_Exercise brief:_ Identify every line in the data below that contains the string "city", and copy each such line. Match case exactly.

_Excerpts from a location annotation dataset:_
========================================================================

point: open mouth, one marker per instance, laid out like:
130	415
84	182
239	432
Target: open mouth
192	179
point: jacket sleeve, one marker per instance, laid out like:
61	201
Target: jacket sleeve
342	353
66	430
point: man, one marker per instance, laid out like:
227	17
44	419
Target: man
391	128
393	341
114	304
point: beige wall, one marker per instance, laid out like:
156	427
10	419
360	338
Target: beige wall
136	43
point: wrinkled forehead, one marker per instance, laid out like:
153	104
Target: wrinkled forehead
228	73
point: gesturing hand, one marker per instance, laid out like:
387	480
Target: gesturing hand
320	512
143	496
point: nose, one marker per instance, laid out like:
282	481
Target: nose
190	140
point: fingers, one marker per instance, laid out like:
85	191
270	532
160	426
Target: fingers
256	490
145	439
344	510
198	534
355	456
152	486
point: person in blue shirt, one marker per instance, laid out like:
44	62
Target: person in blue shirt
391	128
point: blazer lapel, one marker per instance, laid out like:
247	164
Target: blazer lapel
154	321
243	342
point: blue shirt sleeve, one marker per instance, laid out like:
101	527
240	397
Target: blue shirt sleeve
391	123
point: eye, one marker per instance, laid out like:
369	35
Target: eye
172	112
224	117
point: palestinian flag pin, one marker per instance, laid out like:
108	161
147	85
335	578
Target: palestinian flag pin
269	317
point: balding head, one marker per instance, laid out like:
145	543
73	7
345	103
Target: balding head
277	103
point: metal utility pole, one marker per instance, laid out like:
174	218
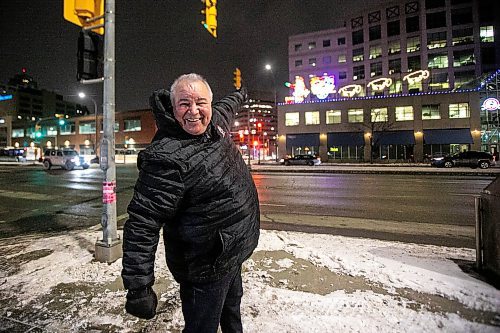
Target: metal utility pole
109	248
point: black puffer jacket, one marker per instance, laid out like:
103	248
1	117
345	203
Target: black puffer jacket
200	191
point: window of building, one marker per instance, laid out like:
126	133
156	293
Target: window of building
462	36
435	20
355	115
333	116
131	125
357	37
394	66
414	64
357	55
486	34
18	133
459	110
358	72
375	69
461	16
413	44
436	40
412	24
86	127
312	117
394	47
375	32
438	60
291	119
430	111
463	58
379	115
434	4
393	28
375	51
404	113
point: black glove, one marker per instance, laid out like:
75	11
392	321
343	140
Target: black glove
142	303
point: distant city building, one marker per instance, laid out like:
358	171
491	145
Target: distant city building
398	82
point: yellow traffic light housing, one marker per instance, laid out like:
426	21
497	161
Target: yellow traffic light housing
237	78
80	12
210	12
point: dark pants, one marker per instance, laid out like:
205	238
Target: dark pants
205	305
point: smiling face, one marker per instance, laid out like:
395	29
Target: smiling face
193	106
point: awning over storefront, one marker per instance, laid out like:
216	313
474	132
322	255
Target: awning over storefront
394	138
448	136
302	140
345	139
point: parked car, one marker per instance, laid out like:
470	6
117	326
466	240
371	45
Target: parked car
471	158
302	160
65	158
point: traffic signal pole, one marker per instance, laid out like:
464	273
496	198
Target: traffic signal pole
109	248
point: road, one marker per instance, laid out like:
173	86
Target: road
433	209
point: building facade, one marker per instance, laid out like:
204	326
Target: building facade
385	83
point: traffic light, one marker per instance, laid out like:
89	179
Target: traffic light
88	59
80	11
237	78
210	12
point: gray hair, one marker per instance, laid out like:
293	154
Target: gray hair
188	78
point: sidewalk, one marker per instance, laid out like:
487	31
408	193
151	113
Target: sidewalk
294	282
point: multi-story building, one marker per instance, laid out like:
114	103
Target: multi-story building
387	84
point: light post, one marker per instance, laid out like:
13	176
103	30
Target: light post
82	95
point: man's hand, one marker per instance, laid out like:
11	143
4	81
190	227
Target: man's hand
142	303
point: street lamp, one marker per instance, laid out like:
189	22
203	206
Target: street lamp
82	95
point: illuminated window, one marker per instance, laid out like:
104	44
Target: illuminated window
358	72
462	36
459	110
379	115
394	66
375	52
436	40
355	115
333	116
438	60
357	55
291	119
394	47
487	34
376	69
412	44
463	58
404	113
430	111
131	125
312	117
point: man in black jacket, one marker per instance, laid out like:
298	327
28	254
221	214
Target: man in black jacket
194	184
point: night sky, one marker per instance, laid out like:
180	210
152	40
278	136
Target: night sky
158	40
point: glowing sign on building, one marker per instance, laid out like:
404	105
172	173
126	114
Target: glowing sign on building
350	90
380	84
417	76
322	86
490	104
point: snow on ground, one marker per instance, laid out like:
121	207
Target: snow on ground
294	282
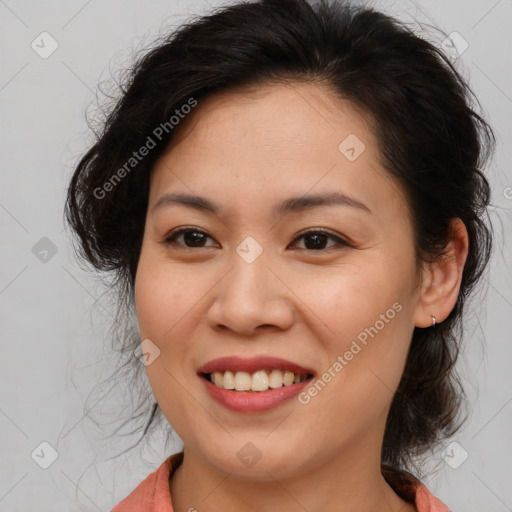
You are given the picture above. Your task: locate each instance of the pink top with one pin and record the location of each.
(153, 493)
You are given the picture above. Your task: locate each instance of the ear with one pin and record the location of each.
(441, 279)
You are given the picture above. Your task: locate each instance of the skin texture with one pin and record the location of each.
(247, 149)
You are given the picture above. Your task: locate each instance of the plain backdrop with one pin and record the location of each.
(52, 321)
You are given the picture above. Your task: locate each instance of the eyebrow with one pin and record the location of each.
(292, 204)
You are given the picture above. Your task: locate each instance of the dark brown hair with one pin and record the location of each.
(430, 138)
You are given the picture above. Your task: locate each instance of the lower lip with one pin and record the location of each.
(241, 401)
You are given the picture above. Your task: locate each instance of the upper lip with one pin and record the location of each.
(253, 364)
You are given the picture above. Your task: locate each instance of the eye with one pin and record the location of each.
(317, 239)
(193, 236)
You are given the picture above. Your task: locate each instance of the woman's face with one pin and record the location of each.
(246, 281)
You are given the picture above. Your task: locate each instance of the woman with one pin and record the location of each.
(290, 195)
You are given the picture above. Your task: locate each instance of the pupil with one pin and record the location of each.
(319, 241)
(193, 238)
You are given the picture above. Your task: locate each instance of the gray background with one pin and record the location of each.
(52, 317)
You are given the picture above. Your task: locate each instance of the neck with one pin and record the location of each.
(341, 484)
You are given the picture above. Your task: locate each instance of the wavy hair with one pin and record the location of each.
(430, 135)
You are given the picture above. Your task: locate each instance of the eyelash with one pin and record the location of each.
(170, 240)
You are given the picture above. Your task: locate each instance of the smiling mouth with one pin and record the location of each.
(256, 382)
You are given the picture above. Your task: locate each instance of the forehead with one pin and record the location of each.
(262, 142)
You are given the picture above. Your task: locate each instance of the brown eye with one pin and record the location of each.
(192, 237)
(315, 240)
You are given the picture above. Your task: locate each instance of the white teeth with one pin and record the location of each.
(242, 381)
(275, 379)
(261, 380)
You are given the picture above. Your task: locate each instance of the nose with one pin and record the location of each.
(251, 298)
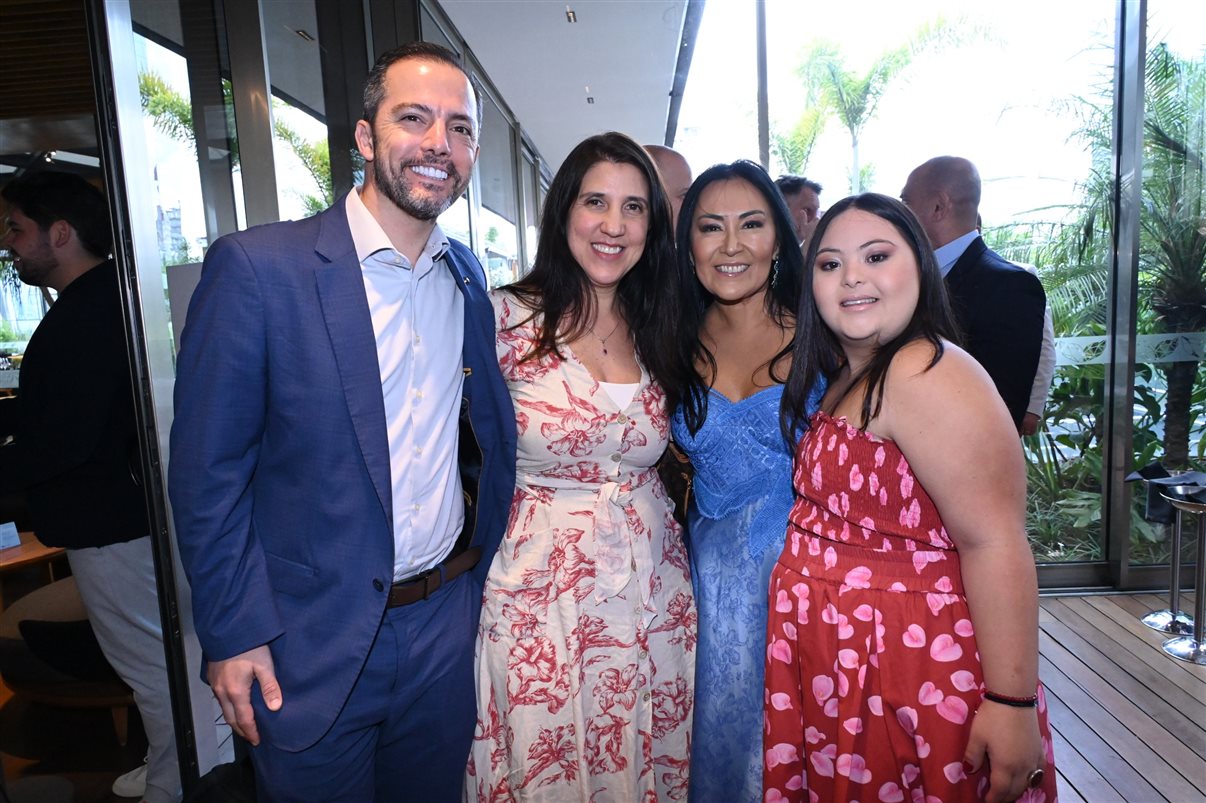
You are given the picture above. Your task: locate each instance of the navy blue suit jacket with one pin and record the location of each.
(1000, 310)
(280, 463)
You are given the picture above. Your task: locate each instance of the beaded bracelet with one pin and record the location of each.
(1016, 702)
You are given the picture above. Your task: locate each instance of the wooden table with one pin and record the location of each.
(29, 552)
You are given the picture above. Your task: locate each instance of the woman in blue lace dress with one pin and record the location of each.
(742, 268)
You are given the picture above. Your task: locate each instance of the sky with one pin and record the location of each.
(1001, 97)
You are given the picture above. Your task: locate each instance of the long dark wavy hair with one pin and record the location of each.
(817, 351)
(558, 291)
(783, 296)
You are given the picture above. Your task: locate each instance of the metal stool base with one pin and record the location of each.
(1186, 649)
(1165, 621)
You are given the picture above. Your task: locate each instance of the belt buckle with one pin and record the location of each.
(433, 580)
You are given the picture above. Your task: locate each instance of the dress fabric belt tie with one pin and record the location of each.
(622, 554)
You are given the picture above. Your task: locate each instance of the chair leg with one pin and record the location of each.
(121, 722)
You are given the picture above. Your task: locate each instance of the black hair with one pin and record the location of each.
(374, 86)
(794, 185)
(558, 291)
(783, 296)
(817, 351)
(51, 195)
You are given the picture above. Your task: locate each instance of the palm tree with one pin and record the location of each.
(1172, 224)
(1172, 263)
(854, 97)
(173, 115)
(795, 147)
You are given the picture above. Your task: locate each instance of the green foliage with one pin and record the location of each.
(171, 112)
(795, 147)
(10, 334)
(1073, 253)
(173, 115)
(835, 89)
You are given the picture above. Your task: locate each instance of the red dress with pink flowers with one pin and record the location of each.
(872, 673)
(585, 656)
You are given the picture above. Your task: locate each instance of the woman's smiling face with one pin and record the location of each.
(866, 280)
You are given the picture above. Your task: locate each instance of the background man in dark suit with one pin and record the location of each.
(999, 305)
(76, 445)
(335, 566)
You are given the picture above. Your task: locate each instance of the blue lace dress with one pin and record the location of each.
(736, 525)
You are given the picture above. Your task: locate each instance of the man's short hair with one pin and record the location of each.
(795, 185)
(51, 195)
(374, 86)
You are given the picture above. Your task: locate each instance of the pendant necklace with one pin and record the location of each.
(603, 340)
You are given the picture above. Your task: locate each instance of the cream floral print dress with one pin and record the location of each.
(585, 656)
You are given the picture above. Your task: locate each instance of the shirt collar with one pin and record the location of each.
(369, 238)
(949, 253)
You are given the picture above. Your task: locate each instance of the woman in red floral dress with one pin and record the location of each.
(586, 645)
(902, 642)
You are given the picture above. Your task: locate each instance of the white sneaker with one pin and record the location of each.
(133, 783)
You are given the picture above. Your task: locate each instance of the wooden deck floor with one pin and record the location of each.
(1129, 722)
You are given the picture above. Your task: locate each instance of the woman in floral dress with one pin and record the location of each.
(902, 644)
(586, 646)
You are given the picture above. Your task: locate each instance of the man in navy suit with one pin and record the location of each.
(999, 305)
(343, 459)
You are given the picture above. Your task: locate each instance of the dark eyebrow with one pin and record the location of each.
(739, 216)
(427, 110)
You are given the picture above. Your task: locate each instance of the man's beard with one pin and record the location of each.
(419, 206)
(35, 269)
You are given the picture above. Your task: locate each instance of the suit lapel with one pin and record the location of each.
(345, 310)
(960, 274)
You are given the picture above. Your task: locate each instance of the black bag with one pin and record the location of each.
(677, 475)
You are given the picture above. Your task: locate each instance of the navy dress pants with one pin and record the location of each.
(405, 730)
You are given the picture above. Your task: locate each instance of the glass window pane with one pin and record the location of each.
(498, 245)
(299, 130)
(940, 77)
(1170, 381)
(531, 210)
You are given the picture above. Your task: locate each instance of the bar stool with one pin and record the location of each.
(1171, 620)
(1189, 648)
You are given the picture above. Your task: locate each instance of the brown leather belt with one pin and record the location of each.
(425, 584)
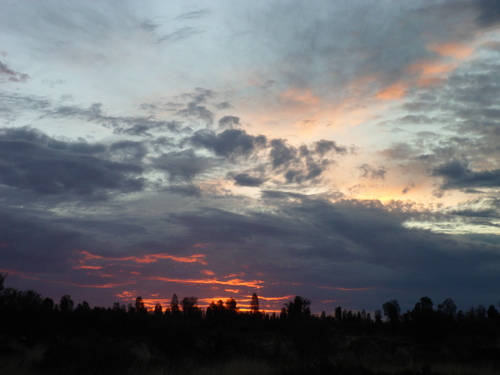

========================================================================

_Written response:_
point: distant city building, one marker per instance, laid out like:
Target: distant city building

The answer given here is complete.